** Given exercise **
Render every row below as a numbered list, omitting any blank lines.

Start

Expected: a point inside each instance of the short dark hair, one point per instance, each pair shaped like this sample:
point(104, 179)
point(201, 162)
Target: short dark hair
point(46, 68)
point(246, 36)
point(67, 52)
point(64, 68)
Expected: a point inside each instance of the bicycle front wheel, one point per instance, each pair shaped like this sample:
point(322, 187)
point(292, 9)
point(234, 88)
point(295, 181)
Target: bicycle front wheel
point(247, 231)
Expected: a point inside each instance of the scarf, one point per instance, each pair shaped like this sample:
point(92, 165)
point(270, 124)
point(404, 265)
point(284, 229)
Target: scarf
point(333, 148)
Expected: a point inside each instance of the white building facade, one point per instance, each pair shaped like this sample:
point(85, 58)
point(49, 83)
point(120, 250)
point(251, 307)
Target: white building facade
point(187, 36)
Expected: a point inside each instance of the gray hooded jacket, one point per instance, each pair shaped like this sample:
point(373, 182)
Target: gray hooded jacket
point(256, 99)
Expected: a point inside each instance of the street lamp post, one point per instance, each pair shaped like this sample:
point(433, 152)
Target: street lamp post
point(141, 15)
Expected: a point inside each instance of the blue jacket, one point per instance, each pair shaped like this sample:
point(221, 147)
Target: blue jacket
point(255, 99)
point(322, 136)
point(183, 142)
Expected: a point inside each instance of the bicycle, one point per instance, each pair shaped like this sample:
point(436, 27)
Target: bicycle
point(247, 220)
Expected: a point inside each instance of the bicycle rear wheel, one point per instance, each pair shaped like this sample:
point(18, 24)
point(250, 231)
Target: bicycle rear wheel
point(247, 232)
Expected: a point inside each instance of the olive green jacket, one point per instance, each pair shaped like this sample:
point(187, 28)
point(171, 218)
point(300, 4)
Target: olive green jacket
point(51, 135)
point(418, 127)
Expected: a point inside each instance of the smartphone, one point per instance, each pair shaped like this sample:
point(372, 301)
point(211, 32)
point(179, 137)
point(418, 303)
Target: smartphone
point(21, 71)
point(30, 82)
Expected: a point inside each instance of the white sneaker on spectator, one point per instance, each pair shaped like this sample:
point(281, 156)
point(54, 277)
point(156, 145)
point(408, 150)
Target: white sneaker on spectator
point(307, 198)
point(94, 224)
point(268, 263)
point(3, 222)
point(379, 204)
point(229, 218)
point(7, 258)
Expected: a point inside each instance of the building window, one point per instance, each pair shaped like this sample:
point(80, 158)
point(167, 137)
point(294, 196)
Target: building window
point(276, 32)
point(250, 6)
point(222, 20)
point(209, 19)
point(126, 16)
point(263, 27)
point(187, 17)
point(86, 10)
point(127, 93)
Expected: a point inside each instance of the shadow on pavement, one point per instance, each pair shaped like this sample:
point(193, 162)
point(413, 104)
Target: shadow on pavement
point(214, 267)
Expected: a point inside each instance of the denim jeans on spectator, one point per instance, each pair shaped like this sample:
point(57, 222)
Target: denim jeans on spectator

End

** Reply to the task **
1. Expected: a point inside each instance of the short dark hair, one point per instance, each pair shaped like this sample:
2. point(104, 179)
3. point(201, 162)
4. Target: short dark hair
5. point(46, 68)
6. point(246, 36)
7. point(67, 52)
8. point(64, 68)
9. Expected: a point inside each instance of the bicycle front wheel, one point per instance, each pair shaped like this sample:
10. point(322, 187)
11. point(292, 9)
12. point(234, 88)
13. point(295, 181)
14. Target: bicycle front wheel
15. point(247, 231)
16. Expected: a point inside each instance of the scarf, one point per instance, each pair shaped like this sample:
17. point(92, 165)
18. point(270, 124)
19. point(404, 265)
20. point(284, 229)
21. Target: scarf
22. point(333, 148)
23. Expected: a point inside each instance of the white building facade, one point per instance, each pair shaped like this sample:
24. point(85, 58)
25. point(49, 83)
26. point(120, 250)
27. point(251, 307)
28. Target: white building facade
29. point(187, 36)
30. Expected: a point inside each instance of the gray hooded jacket, one point per instance, each pair shaped like this sample:
31. point(373, 182)
32. Target: gray hooded jacket
33. point(256, 99)
34. Expected: a point inside each instance of the street lamp post, one point per instance, each pair shaped like this sample:
35. point(433, 152)
36. Target: street lamp post
37. point(141, 15)
38. Expected: a point inside each instance of the blue jacket, one point per instance, each pair shaped like this sample:
39. point(221, 147)
40. Target: blue jacket
41. point(255, 99)
42. point(322, 136)
43. point(183, 142)
44. Expected: a point inside each instance of the bicycle, one point per instance, each pair shaped like this sample:
45. point(436, 27)
46. Target: bicycle
47. point(247, 220)
48. Expected: a point inside each instance of the bicycle rear wheel, one point per instance, each pair shaped like this sample:
49. point(18, 24)
50. point(250, 231)
51. Target: bicycle rear wheel
52. point(247, 232)
53. Expected: a point inside each instance of the olive green jacket, one point per instance, each pair shaped like this sample:
54. point(187, 28)
55. point(171, 218)
56. point(300, 4)
57. Target: olive green jacket
58. point(51, 135)
59. point(418, 127)
60. Expected: a point inside each instance of the smartphone, one point per instance, each pair shaped like this sample:
61. point(372, 301)
62. point(211, 32)
63. point(179, 137)
64. point(418, 303)
65. Target: smartphone
66. point(21, 71)
67. point(30, 82)
68. Expected: a point inside each instance of the white sneaker on spectator, one point per instance, each pair shaped like this sample:
69. point(281, 156)
70. point(54, 277)
71. point(156, 145)
72. point(408, 150)
73. Target: white sneaker on spectator
74. point(307, 198)
75. point(94, 224)
76. point(268, 263)
77. point(3, 222)
78. point(379, 204)
79. point(229, 218)
80. point(7, 258)
81. Expected: a point inside each instance of the building window, one point per instance, each pair shaped like this sample:
82. point(80, 158)
83. point(167, 137)
84. point(294, 196)
85. Target: building window
86. point(276, 32)
87. point(250, 6)
88. point(222, 20)
89. point(209, 19)
90. point(126, 16)
91. point(263, 27)
92. point(187, 17)
93. point(86, 10)
94. point(127, 93)
95. Expected: a point inside each instance of the shadow on pavement, one point per instance, each pair shaped like this sample:
96. point(193, 162)
97. point(413, 104)
98. Target: shadow on pavement
99. point(214, 267)
100. Expected: a point inside each instance of the denim jeans on spectator, one point per instance, each pair shaped like this sample:
101. point(57, 222)
102. Target: denim jeans on spectator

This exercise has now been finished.